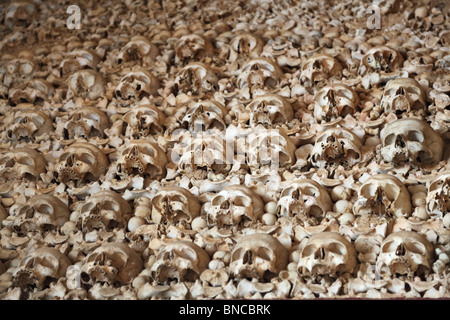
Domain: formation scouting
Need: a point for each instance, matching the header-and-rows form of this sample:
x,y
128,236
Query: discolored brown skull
x,y
258,256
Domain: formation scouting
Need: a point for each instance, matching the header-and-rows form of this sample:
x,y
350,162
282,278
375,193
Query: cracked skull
x,y
270,109
87,84
269,148
383,195
20,14
405,253
28,125
105,210
79,59
204,115
196,77
336,146
411,140
21,163
112,263
86,122
305,199
327,253
143,121
180,260
137,84
245,45
258,256
382,59
259,73
40,268
174,204
193,47
207,153
138,48
335,101
81,163
41,212
141,158
438,198
233,205
33,91
403,95
319,68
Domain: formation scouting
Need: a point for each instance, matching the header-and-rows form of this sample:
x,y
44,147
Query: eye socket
x,y
389,246
309,191
241,202
264,253
389,139
110,205
337,248
415,136
25,161
186,253
87,158
44,209
415,247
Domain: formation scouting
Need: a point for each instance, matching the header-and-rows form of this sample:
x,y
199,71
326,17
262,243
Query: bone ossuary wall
x,y
224,150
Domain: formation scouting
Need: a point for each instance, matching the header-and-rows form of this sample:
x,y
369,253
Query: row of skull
x,y
306,200
403,141
331,102
257,256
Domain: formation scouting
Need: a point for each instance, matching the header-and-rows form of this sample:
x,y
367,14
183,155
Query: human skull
x,y
193,47
259,73
27,125
327,253
258,256
142,158
271,147
17,71
40,268
86,122
138,49
270,109
79,59
319,68
87,84
334,101
207,152
405,253
336,146
112,263
21,163
403,95
411,140
180,260
81,163
204,115
383,195
143,121
174,204
383,59
20,14
232,205
305,199
438,198
105,210
137,84
42,212
196,77
247,45
33,91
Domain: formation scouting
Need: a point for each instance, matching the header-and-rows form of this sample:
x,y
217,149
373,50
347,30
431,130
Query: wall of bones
x,y
224,150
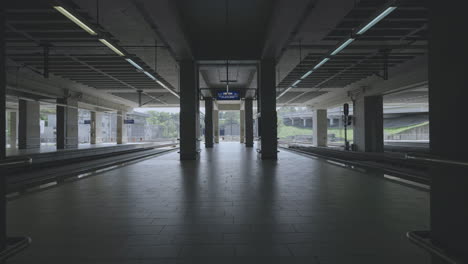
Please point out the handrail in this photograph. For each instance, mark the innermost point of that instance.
(14, 246)
(422, 239)
(435, 160)
(6, 163)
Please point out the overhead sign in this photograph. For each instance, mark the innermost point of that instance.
(228, 96)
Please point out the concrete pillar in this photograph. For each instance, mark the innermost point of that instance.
(320, 130)
(216, 125)
(208, 122)
(29, 131)
(368, 124)
(242, 126)
(268, 116)
(3, 82)
(13, 125)
(96, 127)
(249, 134)
(121, 127)
(189, 122)
(447, 103)
(67, 123)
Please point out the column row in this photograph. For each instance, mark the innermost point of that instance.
(25, 126)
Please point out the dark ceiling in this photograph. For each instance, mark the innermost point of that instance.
(242, 38)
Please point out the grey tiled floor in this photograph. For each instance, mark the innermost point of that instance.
(228, 207)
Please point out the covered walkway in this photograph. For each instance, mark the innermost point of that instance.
(227, 207)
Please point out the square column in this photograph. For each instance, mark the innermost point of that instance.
(96, 128)
(268, 116)
(216, 125)
(3, 82)
(368, 124)
(29, 130)
(242, 126)
(248, 105)
(67, 123)
(13, 126)
(189, 110)
(121, 127)
(320, 130)
(208, 122)
(447, 103)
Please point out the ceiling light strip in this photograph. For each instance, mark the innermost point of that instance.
(75, 20)
(283, 93)
(361, 31)
(321, 63)
(376, 20)
(342, 46)
(306, 74)
(134, 64)
(112, 47)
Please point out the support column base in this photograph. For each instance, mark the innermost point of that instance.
(189, 156)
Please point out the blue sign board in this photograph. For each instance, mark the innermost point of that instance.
(228, 96)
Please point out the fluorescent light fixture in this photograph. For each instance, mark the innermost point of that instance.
(283, 93)
(321, 63)
(296, 83)
(167, 88)
(134, 64)
(307, 74)
(342, 46)
(112, 47)
(149, 75)
(376, 20)
(75, 20)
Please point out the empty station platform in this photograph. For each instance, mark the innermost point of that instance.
(227, 207)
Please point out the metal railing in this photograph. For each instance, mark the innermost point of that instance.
(15, 162)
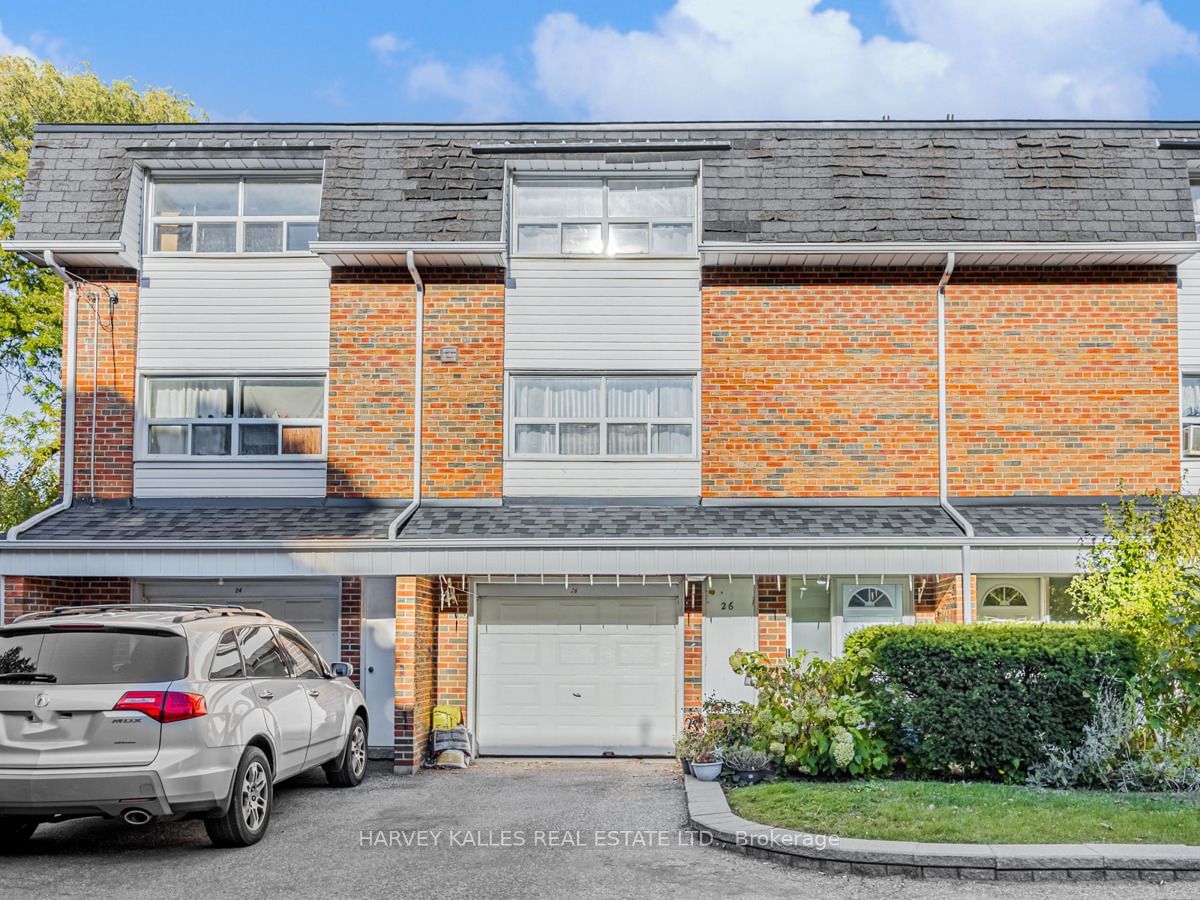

#### WRITTEN EXERCISE:
Copy all of the rows above character for character, omitting the pictures.

#### RESPONSE BELOW:
Domain: formation scouting
Need: a point for each instance, matching the header-and-rows form of this sample:
x,y
128,236
Query: discolored brown skull
x,y
258,256
Domain: formation scouting
Need: a point for each instance, matching the header-and-rows form of this sample:
x,y
350,162
282,278
375,193
Query: cracked skull
x,y
270,109
87,84
269,148
383,195
20,14
405,253
28,125
105,210
79,59
204,115
196,77
336,146
411,140
21,163
112,263
86,122
305,199
327,253
143,121
180,260
137,84
245,45
258,256
382,59
259,73
40,268
174,204
193,47
207,153
138,48
335,101
81,163
41,212
141,158
438,198
233,205
33,91
403,95
319,68
Domain: formation scouting
Need: a point for each instance, matching the header-and-rows form of this sample:
x,y
44,147
Query: eye socket
x,y
389,246
309,191
241,202
264,253
389,139
110,205
337,248
415,136
25,161
186,253
87,158
44,209
415,247
Domain: formation scouting
Need: a point for each instance, matching the header-and-rows form of this sample:
x,y
199,71
326,17
262,243
Query: bone ossuary wall
x,y
224,150
Domain: formation scouting
Need: a point for each instance, matching the header-and-rows form of this sample:
x,y
369,253
Query: row of skull
x,y
306,200
403,141
331,102
257,256
Domain: formation scouting
Need: a point for each instance, matching the header-and-rows form of this sample:
x,y
367,14
183,155
Query: human skull
x,y
193,47
259,73
27,125
327,253
258,256
142,158
271,147
17,71
40,268
86,122
138,49
270,109
79,59
319,68
87,84
334,101
207,152
405,253
336,146
112,263
21,163
403,95
411,140
180,260
81,163
204,115
383,195
143,121
174,204
383,59
20,14
232,205
305,199
438,198
105,210
137,84
42,212
196,77
247,45
33,91
Domain: formation scouting
Need: a point for each instance, matching the header-and-rows form of this sample:
x,y
217,149
373,50
347,30
431,130
Query: wall of bones
x,y
224,150
Please point out the handrail in this photograph. For each instance, mark the innermost point of that instance.
(14, 246)
(422, 239)
(435, 160)
(6, 163)
Please point out the overhead sign in this photograph. For each instance, mark the innermost point of that instance.
(228, 96)
Please point out the concrete pillar in this photograph. For each instance, mark the innermost point of that instance.
(320, 130)
(216, 125)
(208, 122)
(29, 131)
(368, 124)
(242, 126)
(268, 116)
(3, 82)
(13, 125)
(96, 127)
(249, 134)
(121, 127)
(189, 122)
(447, 103)
(67, 123)
Please point out the column row in this photograph. For each instance, mark the innermost point of that instance.
(25, 126)
Please point out the dark ceiling in this photograph. For each instance, mark the innermost point of that instance.
(242, 38)
Please point out the grey tiled floor in this photograph. For each instance, mark the innermost point of that instance.
(228, 207)
Please point out the covered walkway in this photograph. For each instance, mark the innermost point of that instance.
(227, 207)
Please point out the square column in this photograph. For each instance, mark the innermost point of that instance.
(96, 128)
(268, 116)
(216, 125)
(3, 82)
(368, 124)
(29, 130)
(242, 126)
(248, 105)
(67, 123)
(13, 126)
(189, 110)
(121, 127)
(320, 130)
(208, 122)
(447, 103)
Please point out the ceiling light strip in this photograph. For each instance, mark the innermost point of that instance.
(75, 20)
(283, 93)
(361, 31)
(321, 63)
(376, 20)
(342, 46)
(306, 74)
(134, 64)
(112, 47)
Please point out the support column base in this photograph. For each instance, mark the innermost point of that instance.
(189, 156)
Please point out the blue sign board in this photograph. For each instance, mark the innermost point of that instance.
(228, 96)
Please point out the fluorescent light fixture in this photograph. For each instance, mark the innermost point of that instance.
(283, 93)
(321, 63)
(296, 83)
(167, 88)
(134, 64)
(307, 74)
(342, 46)
(112, 47)
(149, 75)
(376, 20)
(75, 20)
Please point out the empty station platform in this photograph. For each instance, mark the innermost point of that instance.
(227, 207)
Please point out the metal railing in this photograph. For each instance, mark the innermost point of that instance.
(15, 162)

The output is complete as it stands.